## Given task
Reproduce the data below line for line, switching every "Target" to "Object" and changing nothing else. Leave the pictures out of your answer.

------------

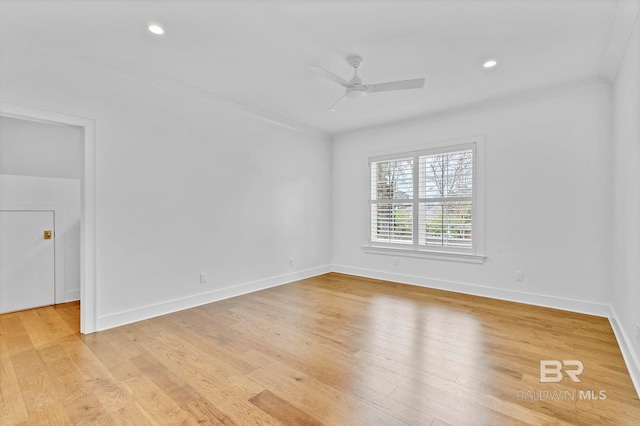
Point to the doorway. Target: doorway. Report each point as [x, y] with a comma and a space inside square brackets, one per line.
[88, 323]
[27, 259]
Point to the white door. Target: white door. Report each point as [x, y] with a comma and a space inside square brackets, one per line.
[27, 274]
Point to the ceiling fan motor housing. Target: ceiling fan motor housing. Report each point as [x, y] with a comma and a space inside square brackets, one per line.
[357, 91]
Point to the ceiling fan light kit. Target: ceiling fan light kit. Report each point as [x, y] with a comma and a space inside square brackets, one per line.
[355, 88]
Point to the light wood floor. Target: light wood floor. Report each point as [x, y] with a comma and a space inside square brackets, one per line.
[334, 350]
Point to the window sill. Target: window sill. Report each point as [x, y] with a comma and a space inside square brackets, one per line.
[450, 256]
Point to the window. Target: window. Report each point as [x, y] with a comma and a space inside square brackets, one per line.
[427, 200]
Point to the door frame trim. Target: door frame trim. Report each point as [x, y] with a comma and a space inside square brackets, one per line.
[88, 284]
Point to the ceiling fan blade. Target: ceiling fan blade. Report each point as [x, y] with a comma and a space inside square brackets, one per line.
[333, 106]
[331, 76]
[417, 83]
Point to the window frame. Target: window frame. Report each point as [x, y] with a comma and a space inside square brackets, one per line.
[474, 254]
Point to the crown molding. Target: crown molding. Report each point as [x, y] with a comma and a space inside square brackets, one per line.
[626, 18]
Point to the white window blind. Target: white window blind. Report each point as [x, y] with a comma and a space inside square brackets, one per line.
[424, 199]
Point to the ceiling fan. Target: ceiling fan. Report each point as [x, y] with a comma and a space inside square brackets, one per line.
[354, 87]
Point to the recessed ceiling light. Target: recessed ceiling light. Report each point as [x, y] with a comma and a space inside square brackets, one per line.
[156, 29]
[490, 63]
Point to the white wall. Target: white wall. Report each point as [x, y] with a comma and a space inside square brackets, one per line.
[62, 196]
[41, 164]
[184, 185]
[548, 202]
[30, 148]
[625, 289]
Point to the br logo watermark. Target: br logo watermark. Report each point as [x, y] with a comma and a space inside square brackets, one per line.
[551, 370]
[556, 371]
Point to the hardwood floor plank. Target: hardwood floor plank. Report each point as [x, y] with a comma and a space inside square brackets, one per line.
[282, 410]
[333, 350]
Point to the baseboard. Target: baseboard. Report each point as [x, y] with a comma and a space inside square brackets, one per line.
[146, 312]
[580, 306]
[71, 295]
[626, 347]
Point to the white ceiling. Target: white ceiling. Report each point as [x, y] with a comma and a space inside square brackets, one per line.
[258, 53]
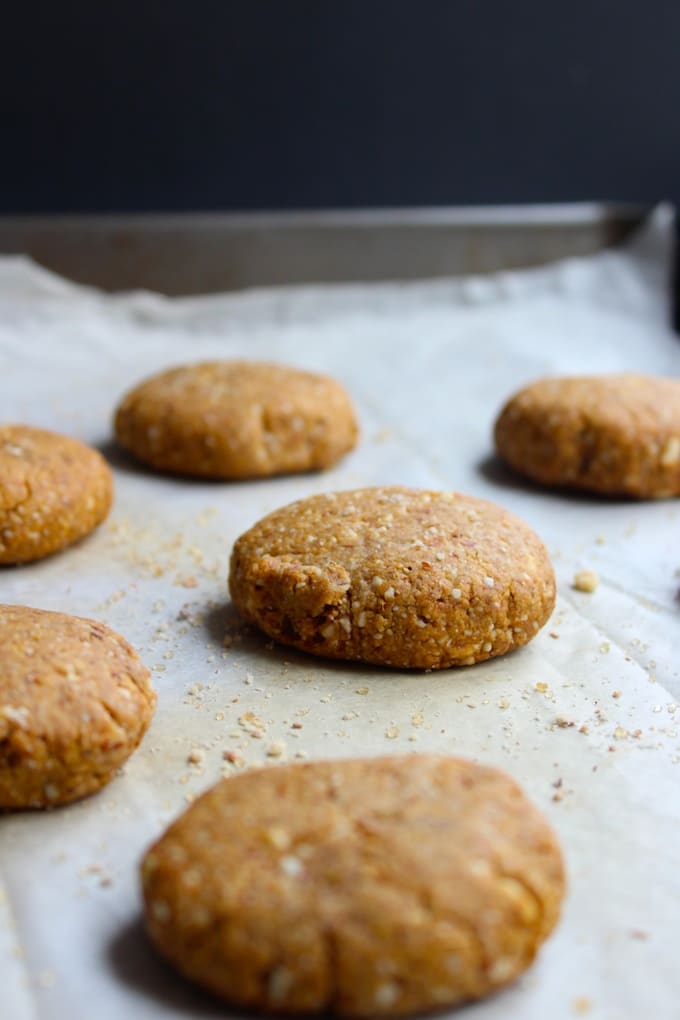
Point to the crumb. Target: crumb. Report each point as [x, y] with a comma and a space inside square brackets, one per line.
[276, 750]
[189, 581]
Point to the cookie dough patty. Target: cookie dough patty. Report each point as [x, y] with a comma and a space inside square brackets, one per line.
[396, 576]
[237, 419]
[53, 491]
[74, 702]
[615, 435]
[369, 887]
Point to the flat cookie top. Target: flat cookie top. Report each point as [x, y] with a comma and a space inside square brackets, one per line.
[237, 419]
[74, 701]
[617, 435]
[53, 491]
[394, 575]
[368, 886]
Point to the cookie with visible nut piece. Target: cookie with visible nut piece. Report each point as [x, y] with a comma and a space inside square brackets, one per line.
[395, 576]
[614, 435]
[371, 887]
[54, 490]
[237, 419]
[74, 702]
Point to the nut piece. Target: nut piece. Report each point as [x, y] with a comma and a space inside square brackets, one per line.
[372, 887]
[585, 580]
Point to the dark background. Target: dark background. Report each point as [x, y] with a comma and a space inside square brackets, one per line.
[261, 104]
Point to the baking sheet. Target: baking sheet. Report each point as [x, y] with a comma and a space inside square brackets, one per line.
[428, 364]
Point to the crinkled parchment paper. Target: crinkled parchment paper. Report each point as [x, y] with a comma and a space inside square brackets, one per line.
[584, 717]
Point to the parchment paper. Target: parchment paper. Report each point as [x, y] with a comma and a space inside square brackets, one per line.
[584, 717]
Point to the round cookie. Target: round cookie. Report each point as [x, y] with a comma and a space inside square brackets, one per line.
[395, 576]
[53, 491]
[371, 887]
[74, 702]
[615, 435]
[237, 419]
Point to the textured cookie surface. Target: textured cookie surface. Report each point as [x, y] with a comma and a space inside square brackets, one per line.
[53, 491]
[237, 419]
[616, 435]
[74, 702]
[396, 576]
[365, 887]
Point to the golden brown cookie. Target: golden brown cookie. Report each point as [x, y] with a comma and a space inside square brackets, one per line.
[370, 887]
[237, 419]
[616, 435]
[396, 576]
[74, 702]
[53, 491]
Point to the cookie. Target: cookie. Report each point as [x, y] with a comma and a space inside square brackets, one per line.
[369, 887]
[237, 419]
[614, 435]
[74, 702]
[394, 576]
[53, 491]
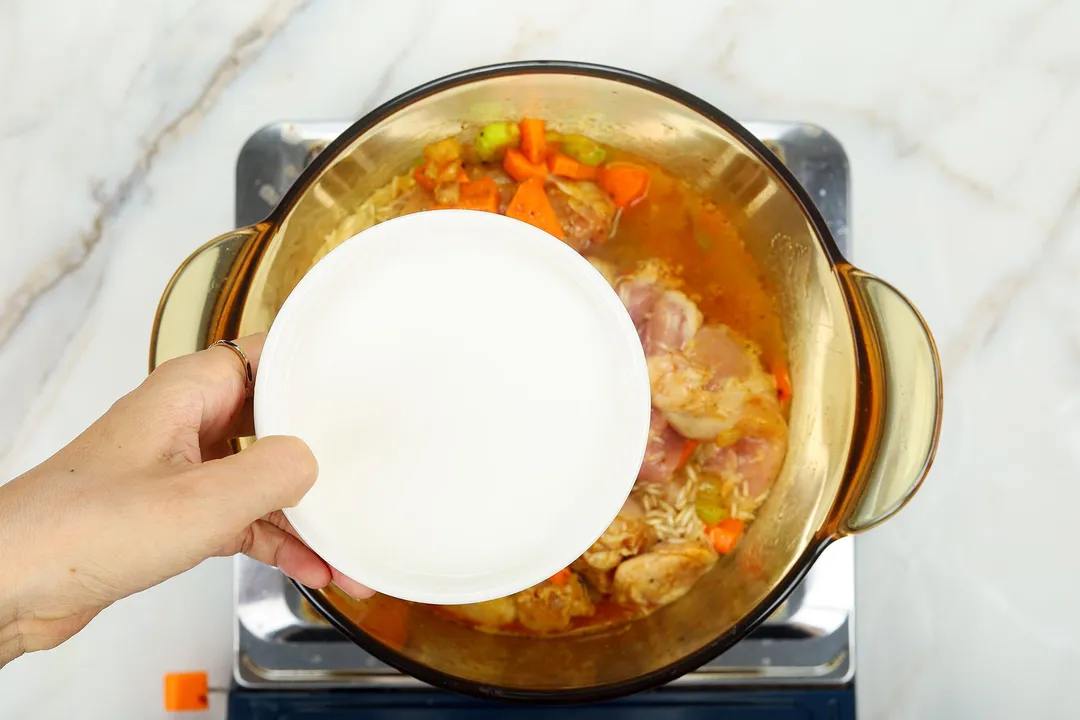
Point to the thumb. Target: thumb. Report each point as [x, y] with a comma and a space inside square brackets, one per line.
[273, 473]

------------

## Expected output
Point to the doorway. Object: doorway. Report each point as [x, y] with a comma and a space inside square brackets, one per line.
[88, 323]
[27, 259]
Point to the white door. Object: white door. Report each point as [x, y] with a comma and a space inside square brackets, one per line.
[27, 274]
Point to the ceiling fan motor housing. Object: ceiling fan motor housing. Report each point as [x, y] with a comma and a space inside square brackets, one per line.
[357, 91]
Point to the ceiling fan light kit. Object: ceiling fan light kit. Report each point as [x, y] with a comma and a space inside square brackets, one per line.
[355, 88]
Point to the light wood floor. Object: light wood floor. Report each point as [x, y] with a comma and a space inside square brackets, one per line.
[334, 350]
Point to the window sill. Object: window sill. Report each point as [x, y] with a comma and a space inside square brackets, one per line.
[450, 256]
Point to the window. Object: window. Report each point as [x, y] with a comma and a space inside square brackets, one per line.
[427, 200]
Point to the door frame trim. Object: door frame trim. Report each point as [x, y] with a comma and a space inside square brackets, one per line.
[88, 284]
Point to the ceiling fan blade. Object: ceiling fan blade. Report each point as [x, y] with a comma and a space inside square brackets, one per line.
[333, 106]
[331, 76]
[417, 83]
Point to the window frame. Object: window frame. Report each point as [x, y] with a comma and a space inside square brackets, one per line.
[474, 254]
Point to the crown molding. Object: crown molding. Report each point as [x, y] with a comma and a space inside square brackets, one per line.
[626, 18]
Point to the white window blind. Object: white window blind. Report each point as [x, y] with a comma and a space inside square brackets, one per line.
[424, 199]
Point to the ceiling fan. Object: ceiling fan. Report each point as [x, y] with a comma and a space inside square brackets, one per line.
[354, 87]
Point to the recessed ceiling light. Object: recessed ceiling light. Report each point as [x, y] with a comma and a space inside square brackets, one per line.
[156, 29]
[490, 63]
Point to the white wall. Object: white wall. Report each point as [x, y] with a comma and a space inside square brackets, one per line.
[62, 196]
[41, 164]
[184, 185]
[548, 202]
[30, 148]
[625, 289]
Point to the br logo watermark. Object: br logo watermark. Report each point as [x, y] with a comma and a space inside square brackets, one per line.
[551, 370]
[556, 371]
Point to the hardwood floor plank. Object: hardwood floor plank. Report each point as [x, y] with a comma and a space inside square brackets, one per line.
[282, 410]
[333, 350]
Point to the baseboard. Object: baseboard. Report each point as [x, y] with a comma and a space inside square brackets, one per line.
[146, 312]
[580, 306]
[71, 295]
[626, 347]
Point to the white ceiling. Object: white ceiling. Report each point as [x, y] with a comma and a space inside square brackets, one per line.
[258, 53]
Point to the crumb. Object: crumb. Report each point as [x, y] with a comma and a space inside square brackets, one per line.
[276, 750]
[189, 581]
Point to the cookie dough patty. Object: cookie dough patty. Report each point as [x, y] with a comma and a space inside square brackets, one per line.
[396, 576]
[237, 419]
[53, 491]
[74, 702]
[615, 435]
[369, 887]
Point to the flat cookie top. Object: flat cookie top. Report each point as [x, y] with a comma and a space inside square brackets, one per line.
[237, 419]
[74, 701]
[617, 435]
[53, 491]
[394, 575]
[368, 886]
Point to the cookie with visible nut piece. Object: cookie with visible nut piece. Report each point as [x, y] with a comma and a space inside square brackets, one per line.
[395, 576]
[614, 435]
[371, 887]
[54, 490]
[237, 419]
[74, 702]
Point to the nut piece. Object: nut piece. Report each point as [x, y] with a comma and a space inside square brackets, one per line.
[372, 887]
[585, 580]
Point to the dark background. Object: dark background. Report each point as [x, y] with a comma and a space inside square brackets, one per line.
[261, 104]
Point to the baking sheet. Object: baking sheet. Report each point as [x, y] with a comma and a space inside square brackets, one per line.
[428, 364]
Point to the crinkled parchment paper. Object: crinkled parchment paper. Report each point as [x, y] with a comma and a space inside square brackets, one per line.
[584, 717]
Point to the parchment paper. Object: parchment paper. Report each point as [x, y] with a comma and a space inside square brackets, one per line.
[584, 717]
Point to the round cookie. Object: round cookie. Report each point as [x, y] with a comma and a space inside square brackets, one per line.
[395, 576]
[53, 491]
[371, 887]
[74, 702]
[615, 435]
[237, 419]
Point to the textured cookie surface. Object: textured cookie surface. Report each point as [x, y] with a comma and a space inside square brackets, one per line.
[53, 491]
[237, 419]
[616, 435]
[74, 702]
[396, 576]
[365, 887]
Point to the golden brown cookie. Object: golden brown cookie. Report each point as [x, y] with a comma and a space inside square brackets, one per line.
[370, 887]
[237, 419]
[616, 435]
[396, 576]
[74, 702]
[53, 491]
Point to the cookie. Object: cookie. Report each point as [x, y] with a comma and a space inside square brackets, one per line.
[369, 887]
[237, 419]
[614, 435]
[74, 702]
[394, 576]
[53, 491]
Point to the thumb. Object: thumb. Report each point as [x, y] with a comma and a space inside square brackets, one per line.
[273, 473]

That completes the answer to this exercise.